Lessons from the Seed Whisperers

This week I profiled the composer Gabriela Lena Frank in the New York Times. I had known about her vibrant music, which draws on her Peruvian heritage. But much of her energy these days goes into her farm and her academy, which fosters new compositional voices.

Both are about planting the seeds for a more diverse and sustainable ecosystem. But in our interview, Gabriela also spoke about the necessity to uproot things a little. The jet-setting practices of the international music circuit, for starters. And the very notion of what makes for a desirable career in music. 

 

If musicians developed more ties with local communities, for instance as teachers, Gabriela said, their careers would be more diverse. And they would be more resilient against a crisis like the current pandemic, which has laid waste to the concert circuit.

 

I wrote the article from Sedona, Arizona, where I am currently volunteering with publicity and outreach on behalf of my son’s school. Verde Valley School is a dazzlingly idealistic project founded by an anthropologist in the late 1940s. From the beginning, it integrated environmental stewardship, service and cross-cultural learning into the curriculum, building deep ties with Native American nations in the area. 

 

The school has its own thriving organic farm, founded by Mike Spielman, a poet and painter turned seed whisperer. Yesterday he spoke to me about his work cataloguing heirloom seeds. Mike believes that saving seeds from each year’s harvest and replanting them year after year doesn’t just teach the farmer. The seeds learn, too.

 

Mike told me about an Iraqi variety of tomatoes he grows at VVS. The seeds were part of a collection of heirloom seeds smuggled out of Iraq at the beginning of Operation Desert Storm. 

 

Mike was captivated by the story and gave them a try. But the first year the results were awful. The tomatoes were mealy, the yield puny. But he gave them another try. (“You plant for taste, and abundance,” he told me, “and sometimes you plant for their cultural history.”)

 

The second year was just as awful. But something made Mike give it a third try, planting a mixture of seeds saved from the first and the second year’s harvest. (His beautiful term for these generations of seeds is ascensions.)

 

The third year, something happened. The Iraqi tomato became the star of the farm. Flavorful. Plentiful. 

 

In the midst of the political noise and overwhelm of this moment, it’s worth looking to Gabriela and Mike — both in their ways seed whisperers — for lessons in patience and faith and the power of story. 

 

This week’s playlist plays with the subject of seeds and connection. The first piece by Anna Thorvaldsdottir unfolds “underground,” in the innards of a piano, where the sounds contain only the promise of piano-ness. In Gabriela’s own Sonata Andina, Peruvian transplants begin to blossom. 

And next to Grieg’s homage to spring I placed a little gem by the jazz pianist Keith Jarrett. This week he revealed in the New York Times that he suffered a stroke that robbed him of the use of his left arm.

I owe Keith a lot. In a way, he seeded my career as a music critic. In 2008 I wrote a kind of love letter to his Köln Concert in the Wall Street Journal. He saw it and liked it and granted me a rare interview. That piece did much to establish me on the freelance scene in New York. I’m rooting for Keith to find a way to adapt and make music with his remaining good hand.

Bonus:

For a different perspective on ecology and the human psyche, dip into this exhibition at the Rietberg Museum in Zurick about Chinese art and nature. See how long it takes you to spot the skyscrapers hidden in one of the landscapes.

▸ **Records supplied**
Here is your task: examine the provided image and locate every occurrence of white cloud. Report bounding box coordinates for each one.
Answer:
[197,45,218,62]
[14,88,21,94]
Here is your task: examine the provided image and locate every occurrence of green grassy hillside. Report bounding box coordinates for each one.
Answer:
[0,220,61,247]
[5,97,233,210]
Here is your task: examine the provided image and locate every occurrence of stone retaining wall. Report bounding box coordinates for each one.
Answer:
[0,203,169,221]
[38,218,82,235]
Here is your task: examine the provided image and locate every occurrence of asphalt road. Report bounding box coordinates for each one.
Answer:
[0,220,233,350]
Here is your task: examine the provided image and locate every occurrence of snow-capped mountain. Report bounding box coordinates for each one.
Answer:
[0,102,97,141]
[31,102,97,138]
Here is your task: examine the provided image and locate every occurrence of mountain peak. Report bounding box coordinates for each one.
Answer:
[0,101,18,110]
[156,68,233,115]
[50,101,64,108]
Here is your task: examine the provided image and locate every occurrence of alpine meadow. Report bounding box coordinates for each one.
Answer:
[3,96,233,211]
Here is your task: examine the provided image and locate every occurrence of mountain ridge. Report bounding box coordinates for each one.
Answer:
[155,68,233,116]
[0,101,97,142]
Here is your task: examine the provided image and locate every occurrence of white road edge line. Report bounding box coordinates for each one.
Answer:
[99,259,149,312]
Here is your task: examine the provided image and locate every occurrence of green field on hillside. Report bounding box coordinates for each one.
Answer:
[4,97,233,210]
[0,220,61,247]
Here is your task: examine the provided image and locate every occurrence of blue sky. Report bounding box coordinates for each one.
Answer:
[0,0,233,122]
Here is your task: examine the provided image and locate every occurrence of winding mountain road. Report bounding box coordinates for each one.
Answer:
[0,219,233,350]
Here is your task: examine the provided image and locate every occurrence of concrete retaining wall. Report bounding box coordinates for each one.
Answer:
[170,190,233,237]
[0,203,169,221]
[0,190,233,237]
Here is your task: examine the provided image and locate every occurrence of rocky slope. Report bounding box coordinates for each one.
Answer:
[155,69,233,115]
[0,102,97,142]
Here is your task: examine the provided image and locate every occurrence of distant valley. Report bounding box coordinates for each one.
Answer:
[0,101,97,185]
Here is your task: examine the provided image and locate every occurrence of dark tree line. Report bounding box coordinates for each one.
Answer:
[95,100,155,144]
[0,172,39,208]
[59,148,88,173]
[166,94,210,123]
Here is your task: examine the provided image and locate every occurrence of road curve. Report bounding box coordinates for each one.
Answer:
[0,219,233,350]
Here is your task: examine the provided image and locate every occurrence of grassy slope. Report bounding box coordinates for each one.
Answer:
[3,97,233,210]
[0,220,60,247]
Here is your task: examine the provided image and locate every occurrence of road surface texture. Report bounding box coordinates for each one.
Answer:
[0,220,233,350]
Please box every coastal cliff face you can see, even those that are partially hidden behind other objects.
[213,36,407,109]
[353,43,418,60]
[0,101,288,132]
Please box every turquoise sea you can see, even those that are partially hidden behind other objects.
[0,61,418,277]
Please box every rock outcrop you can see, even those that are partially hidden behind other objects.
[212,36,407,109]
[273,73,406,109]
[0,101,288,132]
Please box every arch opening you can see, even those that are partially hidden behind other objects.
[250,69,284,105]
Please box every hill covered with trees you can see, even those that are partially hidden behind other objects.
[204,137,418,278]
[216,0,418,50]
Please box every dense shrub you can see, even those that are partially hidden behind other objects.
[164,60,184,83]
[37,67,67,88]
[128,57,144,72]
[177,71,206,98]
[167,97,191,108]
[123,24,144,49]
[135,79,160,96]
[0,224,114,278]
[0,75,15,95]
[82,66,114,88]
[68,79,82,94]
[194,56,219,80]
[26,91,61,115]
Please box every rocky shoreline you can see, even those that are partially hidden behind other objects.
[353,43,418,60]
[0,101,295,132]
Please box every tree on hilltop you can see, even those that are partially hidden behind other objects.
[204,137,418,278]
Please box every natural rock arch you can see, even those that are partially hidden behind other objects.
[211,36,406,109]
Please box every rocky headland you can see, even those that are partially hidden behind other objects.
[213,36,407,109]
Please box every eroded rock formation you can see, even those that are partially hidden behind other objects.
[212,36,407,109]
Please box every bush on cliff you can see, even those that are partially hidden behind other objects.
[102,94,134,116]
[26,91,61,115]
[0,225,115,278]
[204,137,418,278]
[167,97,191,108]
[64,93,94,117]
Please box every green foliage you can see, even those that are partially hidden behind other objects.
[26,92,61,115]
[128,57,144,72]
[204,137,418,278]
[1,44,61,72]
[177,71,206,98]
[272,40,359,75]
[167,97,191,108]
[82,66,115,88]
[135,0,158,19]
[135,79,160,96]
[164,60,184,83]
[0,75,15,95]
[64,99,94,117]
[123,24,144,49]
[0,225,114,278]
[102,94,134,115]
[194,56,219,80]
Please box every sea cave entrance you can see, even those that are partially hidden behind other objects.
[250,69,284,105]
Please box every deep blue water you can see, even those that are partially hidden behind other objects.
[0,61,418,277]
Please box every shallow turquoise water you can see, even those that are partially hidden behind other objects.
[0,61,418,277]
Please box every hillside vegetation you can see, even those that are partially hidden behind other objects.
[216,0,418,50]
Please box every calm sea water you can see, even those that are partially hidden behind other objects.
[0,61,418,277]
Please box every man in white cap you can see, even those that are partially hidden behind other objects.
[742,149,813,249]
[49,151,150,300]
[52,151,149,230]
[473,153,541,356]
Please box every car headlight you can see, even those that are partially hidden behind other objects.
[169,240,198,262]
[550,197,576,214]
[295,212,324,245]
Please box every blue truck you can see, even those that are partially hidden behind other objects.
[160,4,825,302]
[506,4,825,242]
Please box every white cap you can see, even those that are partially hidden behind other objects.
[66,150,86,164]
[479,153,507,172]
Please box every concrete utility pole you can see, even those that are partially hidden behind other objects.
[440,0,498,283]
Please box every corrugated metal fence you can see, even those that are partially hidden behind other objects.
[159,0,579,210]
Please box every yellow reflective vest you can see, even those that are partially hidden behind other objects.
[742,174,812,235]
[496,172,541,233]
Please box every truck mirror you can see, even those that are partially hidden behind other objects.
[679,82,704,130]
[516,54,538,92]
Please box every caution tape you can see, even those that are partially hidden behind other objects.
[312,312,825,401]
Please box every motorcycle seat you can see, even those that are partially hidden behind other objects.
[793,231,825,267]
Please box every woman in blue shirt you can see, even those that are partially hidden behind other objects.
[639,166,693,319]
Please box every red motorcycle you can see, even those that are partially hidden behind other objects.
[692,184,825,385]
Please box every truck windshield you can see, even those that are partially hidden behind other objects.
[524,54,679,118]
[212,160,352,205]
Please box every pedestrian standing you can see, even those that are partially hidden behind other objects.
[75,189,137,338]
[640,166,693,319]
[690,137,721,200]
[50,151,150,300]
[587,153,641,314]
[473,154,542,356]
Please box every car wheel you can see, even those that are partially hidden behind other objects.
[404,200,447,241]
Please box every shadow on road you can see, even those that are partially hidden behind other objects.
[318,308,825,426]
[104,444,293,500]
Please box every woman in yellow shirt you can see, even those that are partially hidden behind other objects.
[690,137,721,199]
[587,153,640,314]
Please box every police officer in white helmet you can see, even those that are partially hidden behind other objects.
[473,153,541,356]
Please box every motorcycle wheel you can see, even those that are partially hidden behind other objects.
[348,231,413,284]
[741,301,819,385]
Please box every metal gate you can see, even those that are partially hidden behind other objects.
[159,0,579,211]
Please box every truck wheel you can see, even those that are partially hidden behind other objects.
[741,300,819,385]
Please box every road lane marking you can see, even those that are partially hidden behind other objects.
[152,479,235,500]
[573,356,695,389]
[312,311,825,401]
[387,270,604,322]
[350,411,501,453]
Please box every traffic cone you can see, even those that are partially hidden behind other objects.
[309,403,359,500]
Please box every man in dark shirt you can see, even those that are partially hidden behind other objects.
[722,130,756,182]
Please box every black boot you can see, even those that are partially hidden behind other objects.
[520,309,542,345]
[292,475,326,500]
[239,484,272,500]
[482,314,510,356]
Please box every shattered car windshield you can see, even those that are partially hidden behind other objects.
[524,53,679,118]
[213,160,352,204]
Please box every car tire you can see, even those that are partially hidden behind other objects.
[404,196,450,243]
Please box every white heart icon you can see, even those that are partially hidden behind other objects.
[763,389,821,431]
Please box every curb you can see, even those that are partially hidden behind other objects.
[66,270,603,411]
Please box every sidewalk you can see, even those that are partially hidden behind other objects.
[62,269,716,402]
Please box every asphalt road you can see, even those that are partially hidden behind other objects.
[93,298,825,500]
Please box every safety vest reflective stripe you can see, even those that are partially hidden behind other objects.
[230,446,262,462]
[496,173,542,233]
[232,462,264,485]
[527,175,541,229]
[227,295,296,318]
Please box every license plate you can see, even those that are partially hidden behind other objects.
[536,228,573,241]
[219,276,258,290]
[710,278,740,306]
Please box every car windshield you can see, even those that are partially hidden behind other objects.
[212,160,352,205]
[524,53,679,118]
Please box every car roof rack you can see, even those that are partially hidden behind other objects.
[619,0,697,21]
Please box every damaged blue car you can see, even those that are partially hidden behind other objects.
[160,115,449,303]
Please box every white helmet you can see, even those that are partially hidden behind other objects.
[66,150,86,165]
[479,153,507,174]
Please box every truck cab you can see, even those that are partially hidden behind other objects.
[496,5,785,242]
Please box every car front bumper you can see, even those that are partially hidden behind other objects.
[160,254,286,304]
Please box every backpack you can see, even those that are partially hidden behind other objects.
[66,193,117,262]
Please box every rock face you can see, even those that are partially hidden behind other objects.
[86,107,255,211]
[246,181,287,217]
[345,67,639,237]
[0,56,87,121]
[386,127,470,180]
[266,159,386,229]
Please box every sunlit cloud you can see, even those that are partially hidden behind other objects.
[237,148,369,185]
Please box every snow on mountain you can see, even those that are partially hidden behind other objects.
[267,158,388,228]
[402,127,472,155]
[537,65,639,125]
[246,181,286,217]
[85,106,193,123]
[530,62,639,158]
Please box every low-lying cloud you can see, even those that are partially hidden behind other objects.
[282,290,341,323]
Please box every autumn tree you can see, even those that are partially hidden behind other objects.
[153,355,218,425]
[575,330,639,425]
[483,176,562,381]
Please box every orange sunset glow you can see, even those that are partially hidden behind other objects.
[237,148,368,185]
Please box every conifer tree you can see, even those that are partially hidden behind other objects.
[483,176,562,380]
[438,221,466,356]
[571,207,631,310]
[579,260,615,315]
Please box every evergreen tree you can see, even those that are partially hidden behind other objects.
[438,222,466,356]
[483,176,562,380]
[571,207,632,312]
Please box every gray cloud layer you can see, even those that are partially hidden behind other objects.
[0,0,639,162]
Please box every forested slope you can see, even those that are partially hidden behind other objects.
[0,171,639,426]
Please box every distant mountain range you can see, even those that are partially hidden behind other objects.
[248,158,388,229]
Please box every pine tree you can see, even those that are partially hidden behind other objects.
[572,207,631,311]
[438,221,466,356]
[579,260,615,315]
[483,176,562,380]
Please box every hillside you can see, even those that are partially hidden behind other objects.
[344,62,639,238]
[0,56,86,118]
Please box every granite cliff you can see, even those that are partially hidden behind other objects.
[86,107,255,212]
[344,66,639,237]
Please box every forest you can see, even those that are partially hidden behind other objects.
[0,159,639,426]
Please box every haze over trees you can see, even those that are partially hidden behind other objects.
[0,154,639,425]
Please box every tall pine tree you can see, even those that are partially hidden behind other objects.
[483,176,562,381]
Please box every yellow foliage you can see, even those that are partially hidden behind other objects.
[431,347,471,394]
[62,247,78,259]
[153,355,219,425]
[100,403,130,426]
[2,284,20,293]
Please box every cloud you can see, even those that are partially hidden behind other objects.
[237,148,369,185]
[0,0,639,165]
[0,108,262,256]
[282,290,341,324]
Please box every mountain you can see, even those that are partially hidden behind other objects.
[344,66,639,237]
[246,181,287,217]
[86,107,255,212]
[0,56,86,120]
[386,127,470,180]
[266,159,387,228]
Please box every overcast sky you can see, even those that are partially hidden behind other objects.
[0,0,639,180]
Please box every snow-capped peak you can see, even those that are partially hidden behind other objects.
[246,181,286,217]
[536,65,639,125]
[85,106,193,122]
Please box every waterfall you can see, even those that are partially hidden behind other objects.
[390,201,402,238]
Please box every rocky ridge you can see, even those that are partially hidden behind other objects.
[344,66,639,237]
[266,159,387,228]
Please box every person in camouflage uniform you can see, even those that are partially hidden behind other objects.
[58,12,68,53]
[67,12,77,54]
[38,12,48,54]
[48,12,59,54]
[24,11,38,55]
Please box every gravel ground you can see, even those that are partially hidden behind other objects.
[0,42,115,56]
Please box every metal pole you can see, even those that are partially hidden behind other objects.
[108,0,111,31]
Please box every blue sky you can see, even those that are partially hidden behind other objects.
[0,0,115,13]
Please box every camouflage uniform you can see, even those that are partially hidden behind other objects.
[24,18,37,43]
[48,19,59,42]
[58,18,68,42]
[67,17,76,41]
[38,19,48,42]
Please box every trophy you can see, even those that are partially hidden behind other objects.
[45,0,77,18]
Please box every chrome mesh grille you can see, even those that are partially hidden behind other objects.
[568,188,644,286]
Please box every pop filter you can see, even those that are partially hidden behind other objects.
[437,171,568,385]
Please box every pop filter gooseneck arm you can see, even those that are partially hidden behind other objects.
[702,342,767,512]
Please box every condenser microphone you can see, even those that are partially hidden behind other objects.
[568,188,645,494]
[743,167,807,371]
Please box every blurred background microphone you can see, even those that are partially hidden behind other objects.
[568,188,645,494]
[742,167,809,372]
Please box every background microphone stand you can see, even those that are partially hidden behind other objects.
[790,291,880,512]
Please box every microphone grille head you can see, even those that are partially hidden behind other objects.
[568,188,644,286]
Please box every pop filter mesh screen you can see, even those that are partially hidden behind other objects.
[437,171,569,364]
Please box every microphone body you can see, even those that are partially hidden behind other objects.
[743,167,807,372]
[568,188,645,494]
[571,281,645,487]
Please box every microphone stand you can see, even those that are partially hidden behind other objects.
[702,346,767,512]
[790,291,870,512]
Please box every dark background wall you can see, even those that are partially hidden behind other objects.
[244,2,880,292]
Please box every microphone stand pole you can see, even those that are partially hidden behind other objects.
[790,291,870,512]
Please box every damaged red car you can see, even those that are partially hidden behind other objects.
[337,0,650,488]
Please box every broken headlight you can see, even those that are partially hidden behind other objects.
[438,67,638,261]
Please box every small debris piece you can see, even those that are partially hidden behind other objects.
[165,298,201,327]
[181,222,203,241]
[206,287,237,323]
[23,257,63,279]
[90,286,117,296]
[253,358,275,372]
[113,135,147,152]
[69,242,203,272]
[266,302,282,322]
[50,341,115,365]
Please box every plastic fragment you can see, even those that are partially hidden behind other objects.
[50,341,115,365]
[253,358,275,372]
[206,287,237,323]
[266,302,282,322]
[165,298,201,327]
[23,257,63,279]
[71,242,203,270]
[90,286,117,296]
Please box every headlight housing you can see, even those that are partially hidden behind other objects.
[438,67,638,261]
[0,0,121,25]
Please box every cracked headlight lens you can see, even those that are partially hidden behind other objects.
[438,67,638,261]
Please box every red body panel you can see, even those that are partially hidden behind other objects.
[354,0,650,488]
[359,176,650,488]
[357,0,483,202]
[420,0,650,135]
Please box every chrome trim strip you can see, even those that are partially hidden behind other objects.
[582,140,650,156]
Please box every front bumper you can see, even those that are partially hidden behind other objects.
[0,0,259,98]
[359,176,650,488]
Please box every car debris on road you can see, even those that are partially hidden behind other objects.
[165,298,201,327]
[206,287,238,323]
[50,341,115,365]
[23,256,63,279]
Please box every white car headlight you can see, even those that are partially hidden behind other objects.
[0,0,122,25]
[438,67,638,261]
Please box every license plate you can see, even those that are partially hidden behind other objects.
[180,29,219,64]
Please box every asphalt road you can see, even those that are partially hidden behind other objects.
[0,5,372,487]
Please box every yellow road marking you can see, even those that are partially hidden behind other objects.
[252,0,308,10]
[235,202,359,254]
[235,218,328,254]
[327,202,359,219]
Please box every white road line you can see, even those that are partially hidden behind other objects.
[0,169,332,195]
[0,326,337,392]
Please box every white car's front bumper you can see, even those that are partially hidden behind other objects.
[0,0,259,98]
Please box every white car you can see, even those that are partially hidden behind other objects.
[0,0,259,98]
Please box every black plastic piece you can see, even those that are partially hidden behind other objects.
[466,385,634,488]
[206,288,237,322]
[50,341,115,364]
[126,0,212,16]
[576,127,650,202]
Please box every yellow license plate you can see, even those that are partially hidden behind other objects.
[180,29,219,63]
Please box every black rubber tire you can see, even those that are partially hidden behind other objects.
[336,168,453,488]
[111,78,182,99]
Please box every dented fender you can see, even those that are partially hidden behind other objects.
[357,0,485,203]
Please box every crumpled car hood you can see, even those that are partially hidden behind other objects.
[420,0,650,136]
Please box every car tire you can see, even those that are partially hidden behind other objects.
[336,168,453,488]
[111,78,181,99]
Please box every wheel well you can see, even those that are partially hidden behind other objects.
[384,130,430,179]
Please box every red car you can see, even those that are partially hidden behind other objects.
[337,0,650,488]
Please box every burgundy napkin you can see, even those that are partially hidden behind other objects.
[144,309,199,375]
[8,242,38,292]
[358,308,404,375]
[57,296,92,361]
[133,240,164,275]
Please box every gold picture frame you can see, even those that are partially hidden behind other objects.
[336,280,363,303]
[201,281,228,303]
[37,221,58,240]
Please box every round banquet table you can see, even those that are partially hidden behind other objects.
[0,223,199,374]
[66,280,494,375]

▸ **Directions**
1) In the essay on seed whisperers, reproduce the text starting with "In the midst" and going on through "begin to blossom.".
2) Summarize the essay on seed whisperers in two sentences.

▸ **Numbered answers**
1)
In the midst of the political noise and overwhelm of this moment, it’s worth looking to Gabriela and Mike — both in their ways seed whisperers — for lessons in patience and faith and the power of story. 

 

This week’s playlist plays with the subject of seeds and connection. The first piece by Anna Thorvaldsdottir unfolds “underground,” in the innards of a piano, where the sounds contain only the promise of piano-ness. In Gabriela’s own Sonata Andina, Peruvian transplants begin to blossom.

2) The composer Gabriela Lena Frank, whose farm and academy aim to plant the seeds for a more diverse and sustainable ecosystem, argued that musicians who develop ties with local communities would have more diverse careers and be more resilient against a crisis like the pandemic. At Verde Valley School's farm, Mike Spielman kept replanting saved seeds of an Iraqi heirloom tomato after two awful years until it became the star of the farm in the third, and the essay presents both figures as sources of lessons in patience, faith and the power of story.